Experts believe that, since the new leadership in Niger does not wish to serve French economic and colonial interests, Paris is now calling both for a military attack, and also for an increase in its military presence in several African countries. France, once a model of democracy, has refused to recognize the many large-scale public demonstrations supporting the country’s new leaders that have taken place in Niger in recent weeks. These include protests and sit-ins outside French military bases, with participants demanding that French troops “pack up and go home.” This is a clear sign that the people of Niger are opposed to the French military presence in their country. However, these calls have gone unheeded and Paris has so far refused to respond to these protests or engage in open dialog with the interim leadership, since the latter is acting in the interests of its own people rather than those of France.
There is a simple and quite evident explanation for all this – France still gets most of the uranium it needs to run its nuclear power stations from Niger. If France breaks off its relations with Niger, Paris will lose its main source of uranium, and the French economy is currently facing a shortage of electrical power. The war waged by the US with the help of its lackey, the current neo-Nazi government in Ukraine, has reduced cheap gas imports from Russia. Instead, Washington is forcing Europe to buy expensive liquefied natural gas from the US, thus tripling energy prices in Europe, including in France. France is therefore desperately in need of a source of cheap electricity at the moment.

(Entries provided):
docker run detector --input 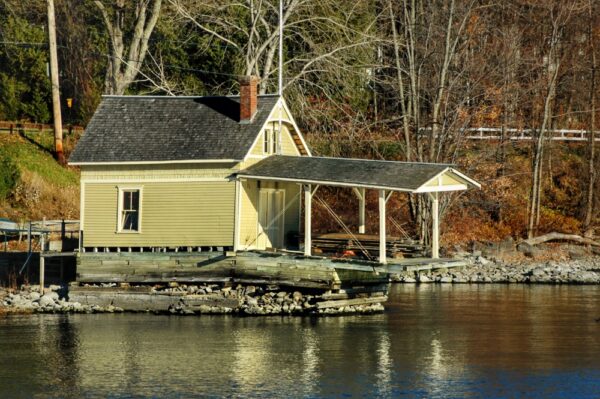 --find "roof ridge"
[101,94,279,100]
[277,155,456,167]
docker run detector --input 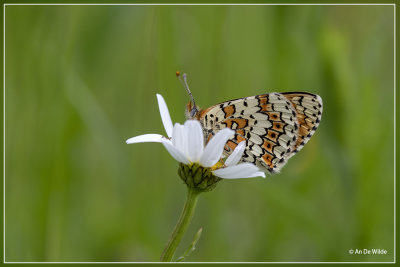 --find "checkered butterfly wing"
[196,92,322,173]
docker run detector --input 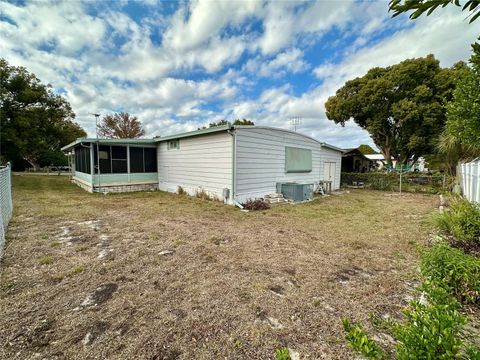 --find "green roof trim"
[61,138,156,151]
[153,123,232,142]
[321,142,345,153]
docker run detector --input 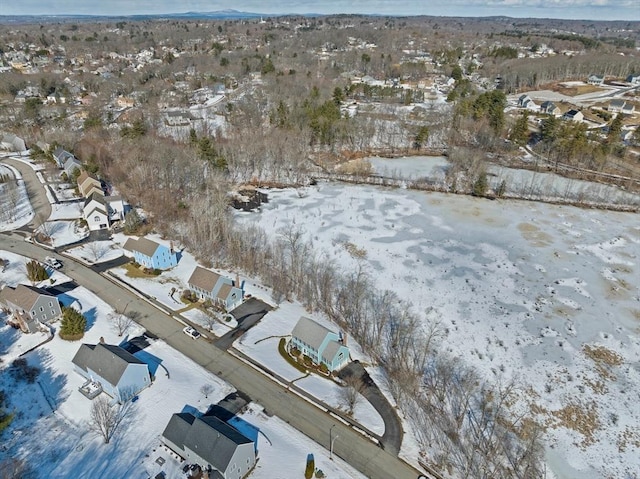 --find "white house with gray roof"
[0,284,62,333]
[71,343,151,401]
[162,413,256,479]
[289,316,349,371]
[188,266,244,311]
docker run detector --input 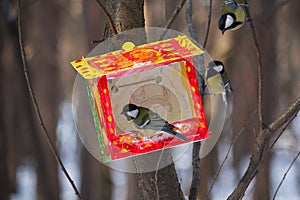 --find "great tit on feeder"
[219,0,248,34]
[121,104,188,141]
[205,60,232,105]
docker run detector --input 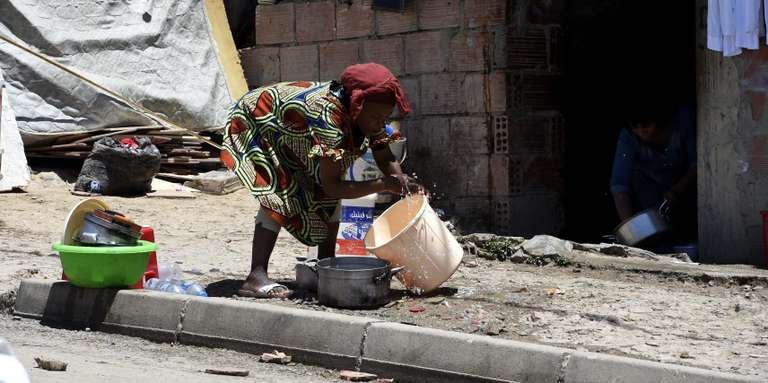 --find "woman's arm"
[373,146,403,176]
[320,157,408,199]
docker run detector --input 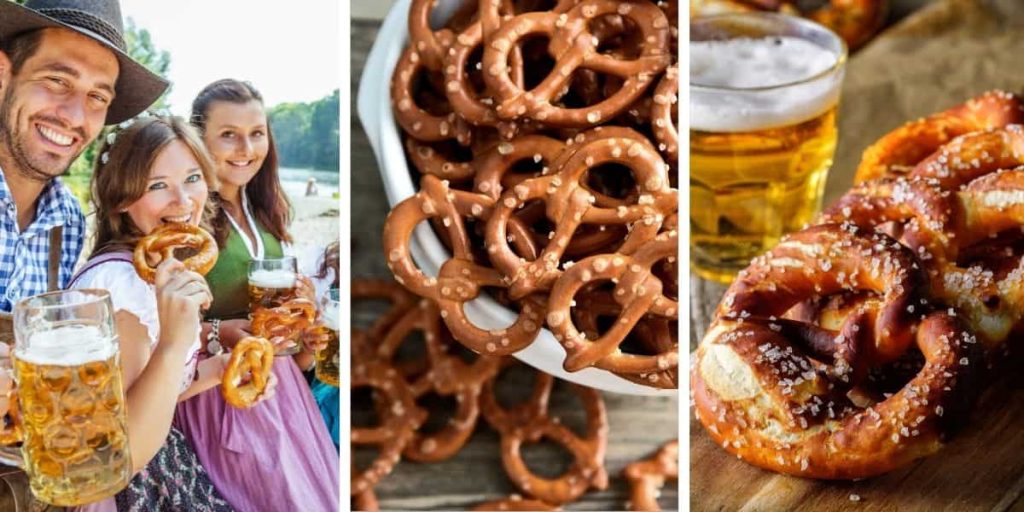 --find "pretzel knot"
[252,299,316,348]
[547,231,679,374]
[351,360,426,496]
[480,366,608,504]
[376,300,500,462]
[854,91,1024,183]
[133,223,217,284]
[383,175,545,355]
[483,0,672,128]
[220,336,273,409]
[624,439,679,510]
[486,128,678,299]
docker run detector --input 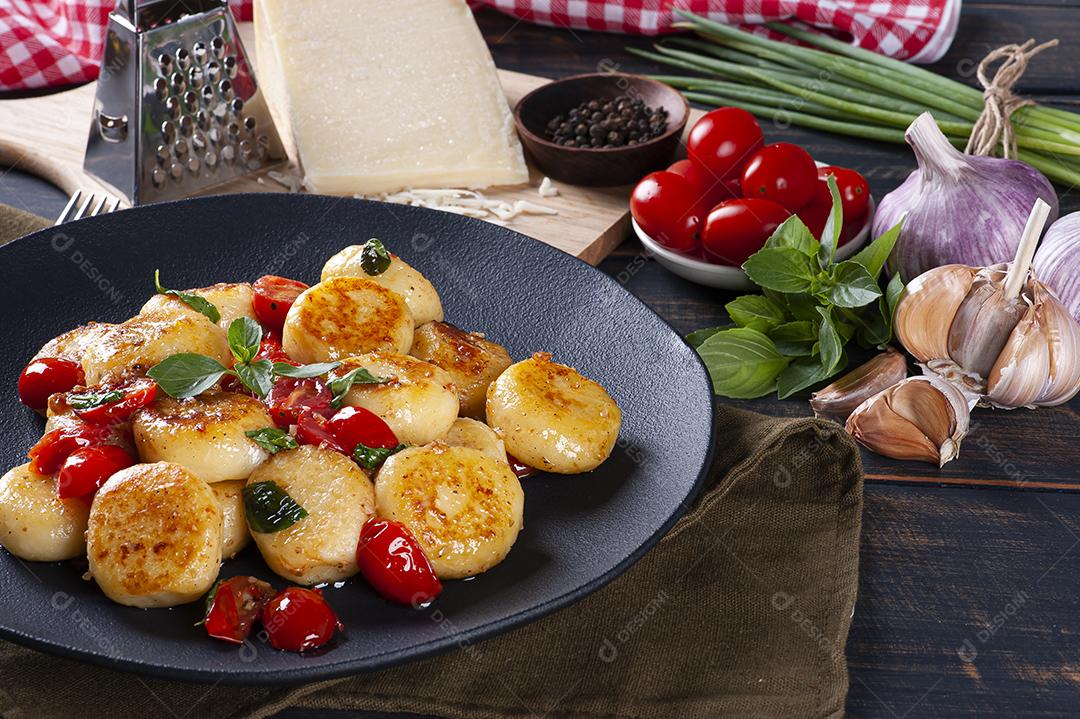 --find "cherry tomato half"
[203,576,273,645]
[56,445,135,499]
[702,198,791,267]
[686,107,765,179]
[252,274,308,333]
[18,357,84,409]
[260,586,345,652]
[75,378,158,424]
[356,517,443,609]
[630,171,707,253]
[742,143,818,212]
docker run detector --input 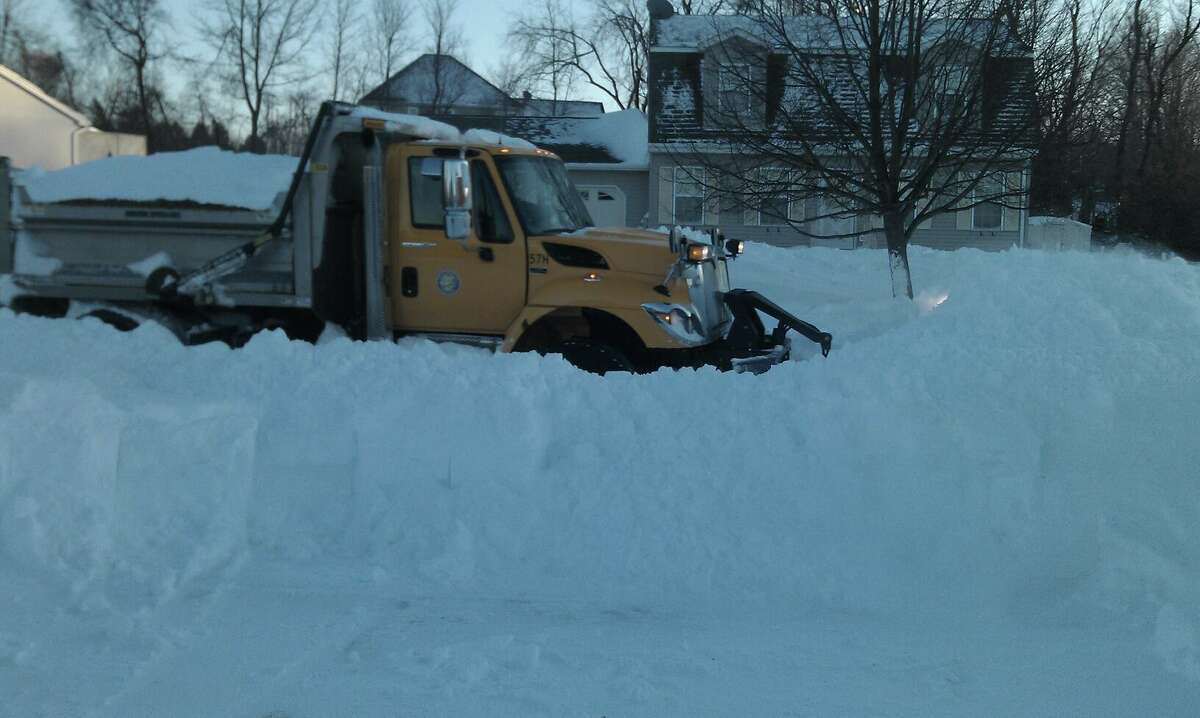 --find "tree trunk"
[883,211,912,299]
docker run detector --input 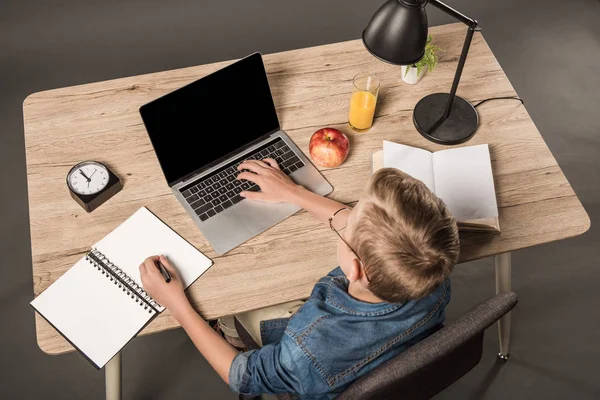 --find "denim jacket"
[229,268,450,399]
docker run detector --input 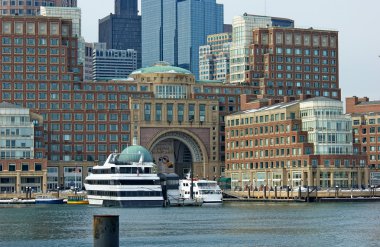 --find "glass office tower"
[141,0,224,79]
[99,0,141,67]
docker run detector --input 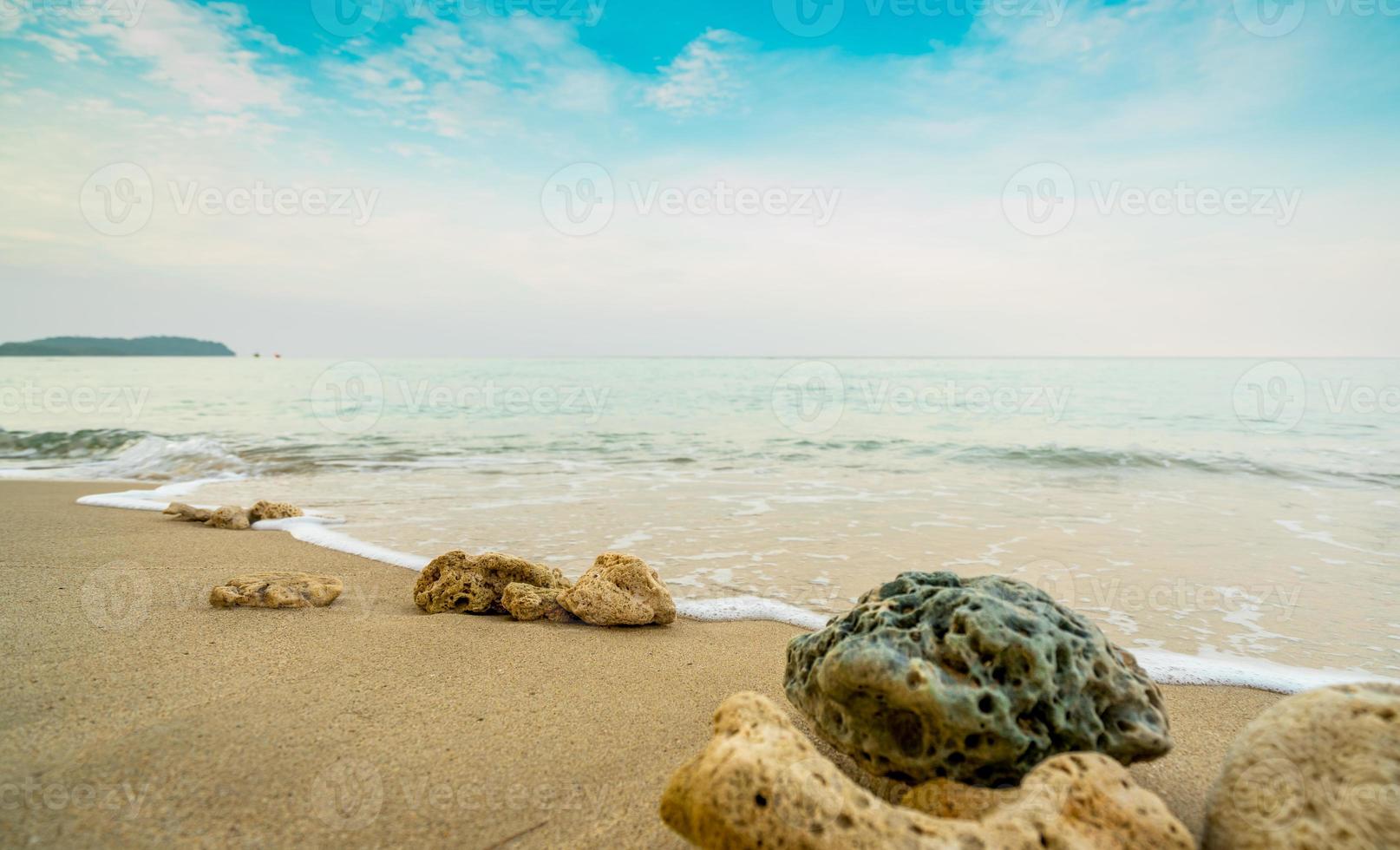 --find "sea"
[0,357,1400,690]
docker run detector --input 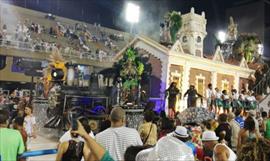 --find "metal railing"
[0,39,115,62]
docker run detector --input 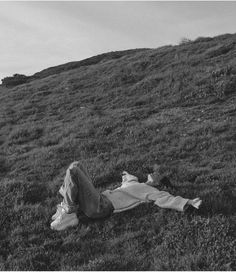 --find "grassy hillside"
[0,34,236,270]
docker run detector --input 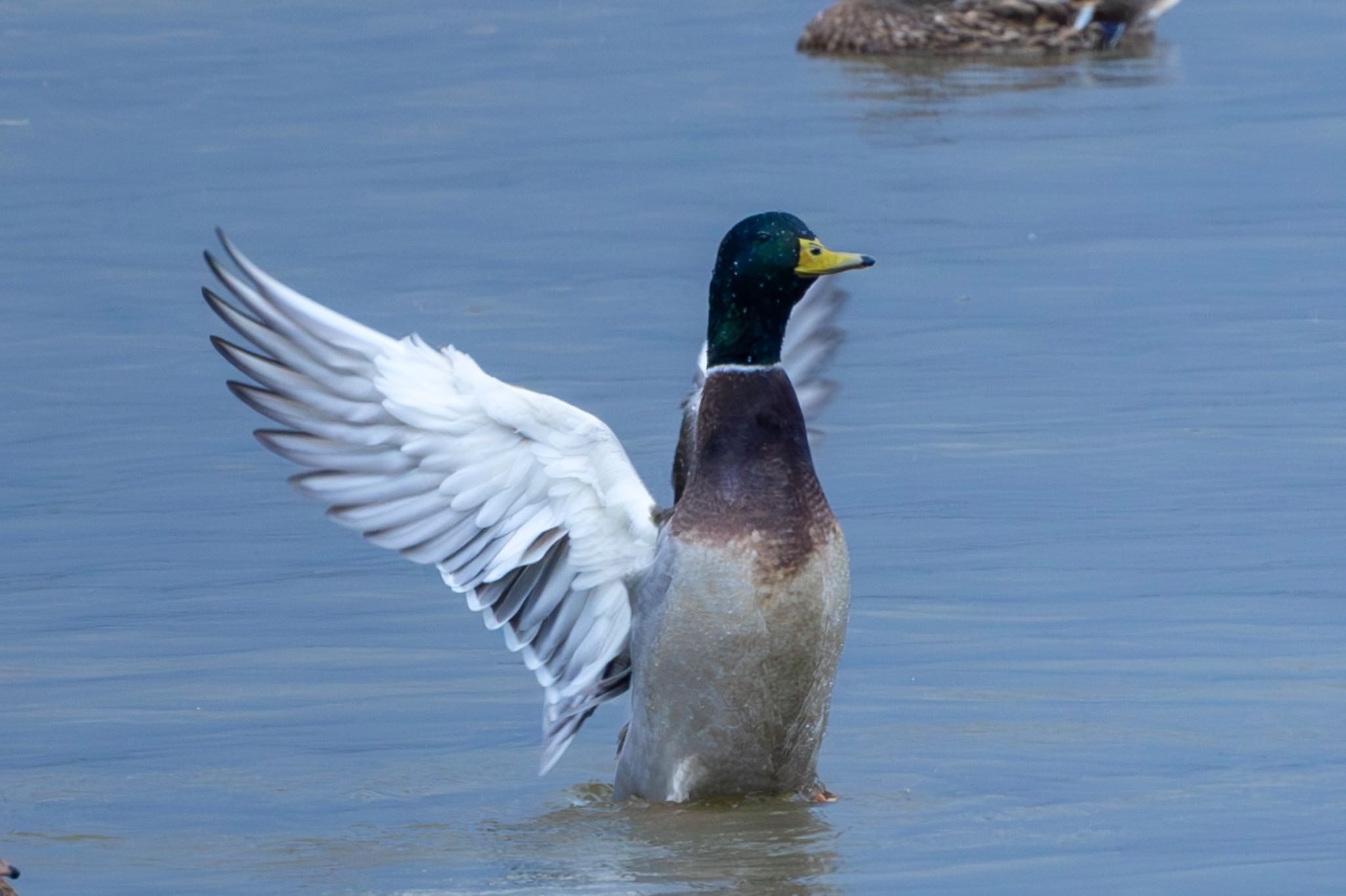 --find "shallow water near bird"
[0,0,1346,895]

(Exercise directions): Render this sentence from the passage on France and Niger in Spanish: "If France breaks off its relations with Niger, Paris will lose its main source of uranium, and the French economy is currently facing a shortage of electrical power."

(The completed task): Si Francia rompe sus relaciones con Níger, París perderá su principal fuente de uranio, y la economía francesa se enfrenta actualmente a una escasez de energía eléctrica.